Written task: Everything from the line that contains "If you would be so good as to mark the red" through the final line of the records should be written out exactly, and nothing outside that span.

--- START ---

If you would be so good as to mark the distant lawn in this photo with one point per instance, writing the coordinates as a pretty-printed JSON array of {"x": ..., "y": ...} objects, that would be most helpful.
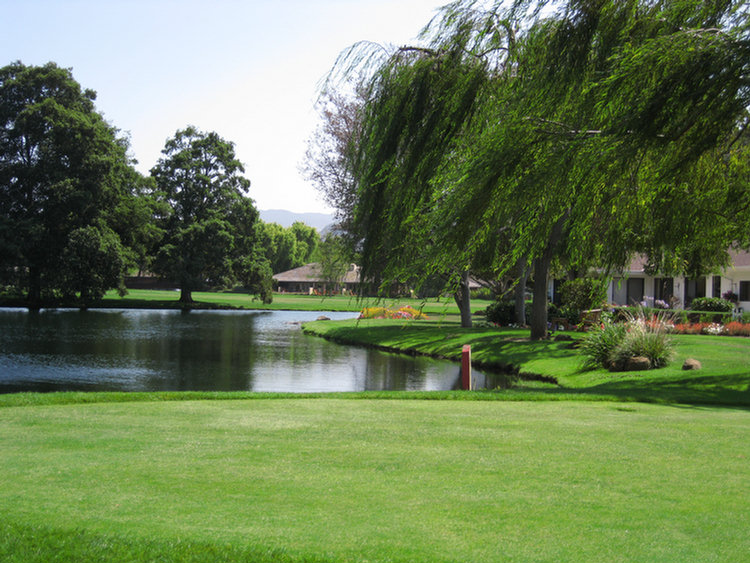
[
  {"x": 333, "y": 480},
  {"x": 281, "y": 301},
  {"x": 723, "y": 379}
]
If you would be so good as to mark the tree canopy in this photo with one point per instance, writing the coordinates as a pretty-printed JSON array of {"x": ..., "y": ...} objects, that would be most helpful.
[
  {"x": 63, "y": 171},
  {"x": 577, "y": 131},
  {"x": 210, "y": 225}
]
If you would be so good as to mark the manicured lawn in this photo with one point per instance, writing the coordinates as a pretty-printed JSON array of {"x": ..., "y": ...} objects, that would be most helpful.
[
  {"x": 376, "y": 480},
  {"x": 723, "y": 379},
  {"x": 281, "y": 301}
]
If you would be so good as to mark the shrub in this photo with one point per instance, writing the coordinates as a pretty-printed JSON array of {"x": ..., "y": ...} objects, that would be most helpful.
[
  {"x": 581, "y": 294},
  {"x": 611, "y": 345},
  {"x": 736, "y": 328},
  {"x": 714, "y": 304},
  {"x": 599, "y": 344},
  {"x": 730, "y": 296}
]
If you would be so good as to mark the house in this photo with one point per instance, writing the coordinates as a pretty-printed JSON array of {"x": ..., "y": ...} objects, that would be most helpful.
[
  {"x": 309, "y": 279},
  {"x": 634, "y": 285}
]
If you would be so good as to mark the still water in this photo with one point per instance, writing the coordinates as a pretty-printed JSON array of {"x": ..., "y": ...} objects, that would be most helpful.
[{"x": 129, "y": 350}]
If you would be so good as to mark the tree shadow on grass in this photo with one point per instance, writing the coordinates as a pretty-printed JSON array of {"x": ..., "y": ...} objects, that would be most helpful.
[{"x": 729, "y": 391}]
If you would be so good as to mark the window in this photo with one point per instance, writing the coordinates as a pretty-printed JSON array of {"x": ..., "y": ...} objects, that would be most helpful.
[
  {"x": 663, "y": 289},
  {"x": 716, "y": 289},
  {"x": 745, "y": 291},
  {"x": 694, "y": 288},
  {"x": 635, "y": 290}
]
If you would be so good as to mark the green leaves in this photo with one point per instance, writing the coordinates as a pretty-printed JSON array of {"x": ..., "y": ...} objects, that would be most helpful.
[
  {"x": 60, "y": 179},
  {"x": 210, "y": 224}
]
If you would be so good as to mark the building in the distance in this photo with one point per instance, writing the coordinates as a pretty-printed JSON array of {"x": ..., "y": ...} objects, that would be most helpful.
[
  {"x": 635, "y": 286},
  {"x": 309, "y": 279}
]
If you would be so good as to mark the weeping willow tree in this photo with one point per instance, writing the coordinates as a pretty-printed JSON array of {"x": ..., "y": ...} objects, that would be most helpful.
[
  {"x": 418, "y": 101},
  {"x": 581, "y": 130},
  {"x": 599, "y": 143}
]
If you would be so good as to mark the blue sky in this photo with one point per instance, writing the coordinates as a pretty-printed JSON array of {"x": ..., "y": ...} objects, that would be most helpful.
[{"x": 249, "y": 70}]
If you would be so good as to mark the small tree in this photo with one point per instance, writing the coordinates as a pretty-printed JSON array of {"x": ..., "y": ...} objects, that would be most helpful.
[{"x": 209, "y": 215}]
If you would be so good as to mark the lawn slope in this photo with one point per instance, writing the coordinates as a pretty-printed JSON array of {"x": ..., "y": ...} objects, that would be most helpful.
[{"x": 339, "y": 480}]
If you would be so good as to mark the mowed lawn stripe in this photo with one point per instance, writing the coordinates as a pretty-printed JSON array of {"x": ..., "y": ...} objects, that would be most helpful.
[{"x": 389, "y": 480}]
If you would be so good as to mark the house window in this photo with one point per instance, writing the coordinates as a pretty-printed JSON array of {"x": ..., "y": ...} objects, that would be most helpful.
[
  {"x": 694, "y": 288},
  {"x": 635, "y": 290},
  {"x": 745, "y": 291},
  {"x": 664, "y": 289},
  {"x": 716, "y": 286}
]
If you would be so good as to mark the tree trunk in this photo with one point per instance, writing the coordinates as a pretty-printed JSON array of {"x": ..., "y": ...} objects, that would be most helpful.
[
  {"x": 34, "y": 296},
  {"x": 539, "y": 305},
  {"x": 463, "y": 300},
  {"x": 186, "y": 295},
  {"x": 522, "y": 271},
  {"x": 541, "y": 279}
]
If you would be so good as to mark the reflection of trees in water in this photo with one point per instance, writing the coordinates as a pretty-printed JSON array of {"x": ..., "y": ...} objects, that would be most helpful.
[{"x": 168, "y": 350}]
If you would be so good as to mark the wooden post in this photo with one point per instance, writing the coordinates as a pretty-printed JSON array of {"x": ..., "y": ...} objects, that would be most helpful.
[{"x": 466, "y": 367}]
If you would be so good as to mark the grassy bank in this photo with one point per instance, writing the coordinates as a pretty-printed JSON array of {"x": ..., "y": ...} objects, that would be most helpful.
[
  {"x": 147, "y": 299},
  {"x": 723, "y": 379},
  {"x": 336, "y": 480}
]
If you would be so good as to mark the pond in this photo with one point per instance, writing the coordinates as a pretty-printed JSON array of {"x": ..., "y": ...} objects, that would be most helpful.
[{"x": 156, "y": 350}]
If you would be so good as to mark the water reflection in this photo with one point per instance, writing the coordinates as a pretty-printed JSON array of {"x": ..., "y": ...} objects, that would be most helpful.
[{"x": 130, "y": 350}]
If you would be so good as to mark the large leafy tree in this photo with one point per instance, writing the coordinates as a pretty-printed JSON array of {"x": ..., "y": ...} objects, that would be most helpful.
[
  {"x": 210, "y": 225},
  {"x": 575, "y": 133},
  {"x": 62, "y": 171}
]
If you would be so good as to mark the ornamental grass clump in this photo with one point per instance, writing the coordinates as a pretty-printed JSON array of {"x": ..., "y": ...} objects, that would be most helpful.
[{"x": 619, "y": 346}]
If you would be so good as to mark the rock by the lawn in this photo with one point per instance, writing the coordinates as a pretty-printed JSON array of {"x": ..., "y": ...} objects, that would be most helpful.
[{"x": 690, "y": 364}]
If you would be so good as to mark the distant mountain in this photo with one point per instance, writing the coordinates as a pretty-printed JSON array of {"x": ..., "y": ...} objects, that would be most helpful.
[{"x": 286, "y": 218}]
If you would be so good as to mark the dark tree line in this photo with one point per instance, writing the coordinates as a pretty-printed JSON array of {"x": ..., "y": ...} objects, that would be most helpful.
[{"x": 75, "y": 215}]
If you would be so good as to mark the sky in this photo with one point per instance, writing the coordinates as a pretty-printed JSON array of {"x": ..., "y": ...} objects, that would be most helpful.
[{"x": 250, "y": 70}]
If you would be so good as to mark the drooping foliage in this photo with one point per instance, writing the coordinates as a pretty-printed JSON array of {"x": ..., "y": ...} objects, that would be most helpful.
[{"x": 577, "y": 131}]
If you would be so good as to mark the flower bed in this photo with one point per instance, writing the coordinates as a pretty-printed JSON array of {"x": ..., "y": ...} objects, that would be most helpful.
[
  {"x": 407, "y": 312},
  {"x": 734, "y": 328}
]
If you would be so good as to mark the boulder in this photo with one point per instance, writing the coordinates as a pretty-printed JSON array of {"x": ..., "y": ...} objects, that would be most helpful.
[{"x": 691, "y": 364}]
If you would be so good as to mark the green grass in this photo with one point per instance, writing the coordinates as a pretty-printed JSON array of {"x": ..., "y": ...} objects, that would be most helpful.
[
  {"x": 337, "y": 480},
  {"x": 723, "y": 379},
  {"x": 281, "y": 301}
]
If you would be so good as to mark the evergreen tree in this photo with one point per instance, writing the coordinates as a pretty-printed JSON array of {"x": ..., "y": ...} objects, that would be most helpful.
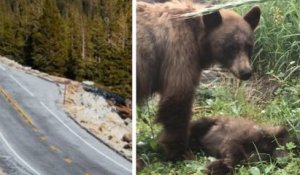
[{"x": 49, "y": 42}]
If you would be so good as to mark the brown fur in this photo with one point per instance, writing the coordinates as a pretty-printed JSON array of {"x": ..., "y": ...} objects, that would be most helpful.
[
  {"x": 234, "y": 139},
  {"x": 172, "y": 52}
]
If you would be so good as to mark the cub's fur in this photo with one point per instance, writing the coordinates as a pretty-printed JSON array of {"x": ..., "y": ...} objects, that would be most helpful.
[
  {"x": 172, "y": 52},
  {"x": 234, "y": 139}
]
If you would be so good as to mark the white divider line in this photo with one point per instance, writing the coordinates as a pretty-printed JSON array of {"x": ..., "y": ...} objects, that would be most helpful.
[
  {"x": 18, "y": 156},
  {"x": 3, "y": 68},
  {"x": 22, "y": 86},
  {"x": 83, "y": 140}
]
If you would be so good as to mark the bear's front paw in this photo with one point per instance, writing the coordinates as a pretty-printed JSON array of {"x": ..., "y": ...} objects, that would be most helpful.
[{"x": 217, "y": 168}]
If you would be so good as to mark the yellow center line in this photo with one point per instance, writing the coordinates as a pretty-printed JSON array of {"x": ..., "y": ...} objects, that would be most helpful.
[{"x": 17, "y": 108}]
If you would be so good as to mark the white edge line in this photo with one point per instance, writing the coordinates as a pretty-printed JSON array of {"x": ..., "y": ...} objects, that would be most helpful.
[
  {"x": 30, "y": 93},
  {"x": 19, "y": 157},
  {"x": 3, "y": 68},
  {"x": 87, "y": 143}
]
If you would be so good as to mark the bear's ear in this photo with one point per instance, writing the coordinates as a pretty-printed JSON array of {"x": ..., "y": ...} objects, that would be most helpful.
[
  {"x": 253, "y": 16},
  {"x": 212, "y": 20}
]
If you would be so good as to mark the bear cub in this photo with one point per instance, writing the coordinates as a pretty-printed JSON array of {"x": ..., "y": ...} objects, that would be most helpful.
[{"x": 232, "y": 140}]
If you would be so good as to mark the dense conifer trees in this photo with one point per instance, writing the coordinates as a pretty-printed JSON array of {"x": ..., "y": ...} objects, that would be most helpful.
[{"x": 79, "y": 39}]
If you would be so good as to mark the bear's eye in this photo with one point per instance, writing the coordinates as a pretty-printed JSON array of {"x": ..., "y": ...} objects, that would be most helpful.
[
  {"x": 249, "y": 49},
  {"x": 229, "y": 47}
]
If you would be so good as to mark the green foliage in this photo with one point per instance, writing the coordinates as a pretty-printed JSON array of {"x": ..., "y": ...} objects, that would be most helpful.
[
  {"x": 272, "y": 97},
  {"x": 278, "y": 38},
  {"x": 77, "y": 39}
]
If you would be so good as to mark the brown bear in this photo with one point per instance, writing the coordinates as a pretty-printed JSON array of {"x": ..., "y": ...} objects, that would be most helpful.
[
  {"x": 172, "y": 52},
  {"x": 232, "y": 139}
]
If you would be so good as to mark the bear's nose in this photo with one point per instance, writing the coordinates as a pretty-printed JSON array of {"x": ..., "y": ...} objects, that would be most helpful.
[{"x": 245, "y": 74}]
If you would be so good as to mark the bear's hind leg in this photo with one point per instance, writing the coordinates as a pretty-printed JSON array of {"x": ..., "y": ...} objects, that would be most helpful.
[{"x": 174, "y": 114}]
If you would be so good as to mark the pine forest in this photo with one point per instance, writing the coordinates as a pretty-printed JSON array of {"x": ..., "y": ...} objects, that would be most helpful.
[{"x": 77, "y": 39}]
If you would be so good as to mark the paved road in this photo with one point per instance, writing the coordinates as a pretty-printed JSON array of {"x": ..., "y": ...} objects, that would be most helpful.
[{"x": 42, "y": 139}]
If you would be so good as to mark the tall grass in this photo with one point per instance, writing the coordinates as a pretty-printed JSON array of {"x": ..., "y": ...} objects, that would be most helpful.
[{"x": 277, "y": 45}]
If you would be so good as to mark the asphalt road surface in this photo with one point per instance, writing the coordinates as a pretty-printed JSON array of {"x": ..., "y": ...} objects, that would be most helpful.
[{"x": 38, "y": 138}]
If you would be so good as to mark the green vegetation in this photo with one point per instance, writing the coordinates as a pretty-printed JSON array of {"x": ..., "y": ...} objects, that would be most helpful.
[
  {"x": 78, "y": 39},
  {"x": 272, "y": 96}
]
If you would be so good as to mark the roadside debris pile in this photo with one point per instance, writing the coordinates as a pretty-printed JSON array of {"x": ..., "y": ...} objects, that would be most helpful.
[
  {"x": 105, "y": 115},
  {"x": 100, "y": 117}
]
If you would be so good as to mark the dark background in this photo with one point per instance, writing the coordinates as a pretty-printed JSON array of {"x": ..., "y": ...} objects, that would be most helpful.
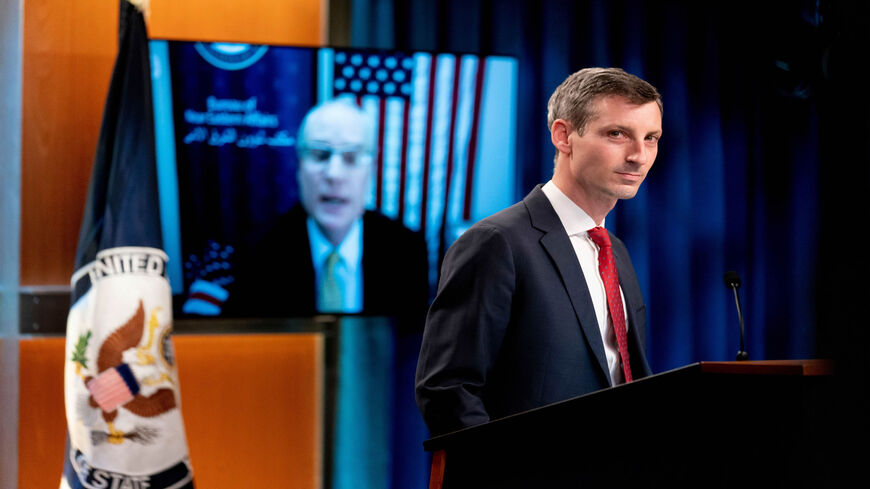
[{"x": 762, "y": 169}]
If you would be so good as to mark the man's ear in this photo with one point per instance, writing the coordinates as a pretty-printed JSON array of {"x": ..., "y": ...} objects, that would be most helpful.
[{"x": 559, "y": 132}]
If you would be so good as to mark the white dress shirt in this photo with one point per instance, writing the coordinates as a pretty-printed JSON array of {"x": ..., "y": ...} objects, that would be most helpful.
[
  {"x": 576, "y": 222},
  {"x": 348, "y": 270}
]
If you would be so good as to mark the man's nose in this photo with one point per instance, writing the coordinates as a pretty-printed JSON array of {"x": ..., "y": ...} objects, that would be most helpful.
[
  {"x": 335, "y": 166},
  {"x": 640, "y": 153}
]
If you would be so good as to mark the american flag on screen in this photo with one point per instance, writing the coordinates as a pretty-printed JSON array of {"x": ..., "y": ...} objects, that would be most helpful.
[{"x": 427, "y": 110}]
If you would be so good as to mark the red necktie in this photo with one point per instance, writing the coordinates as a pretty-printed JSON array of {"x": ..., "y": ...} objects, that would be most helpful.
[{"x": 607, "y": 269}]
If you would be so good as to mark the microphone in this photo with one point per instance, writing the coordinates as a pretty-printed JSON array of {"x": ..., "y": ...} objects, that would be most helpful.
[{"x": 732, "y": 281}]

--- END ---

The answer:
If you would be so good as to mark the red necktie in this photo with one point per instance, writing the coordinates as a pretty-printed JSON array of {"x": ..., "y": ...} objects, that would be most helpful.
[{"x": 607, "y": 269}]
If you would be so good as to mark the microphone in this photo with one point per instance, writing the coordinates as a pretty-printed JSON array of {"x": ..., "y": ...} objects, that would be most helpful.
[{"x": 732, "y": 281}]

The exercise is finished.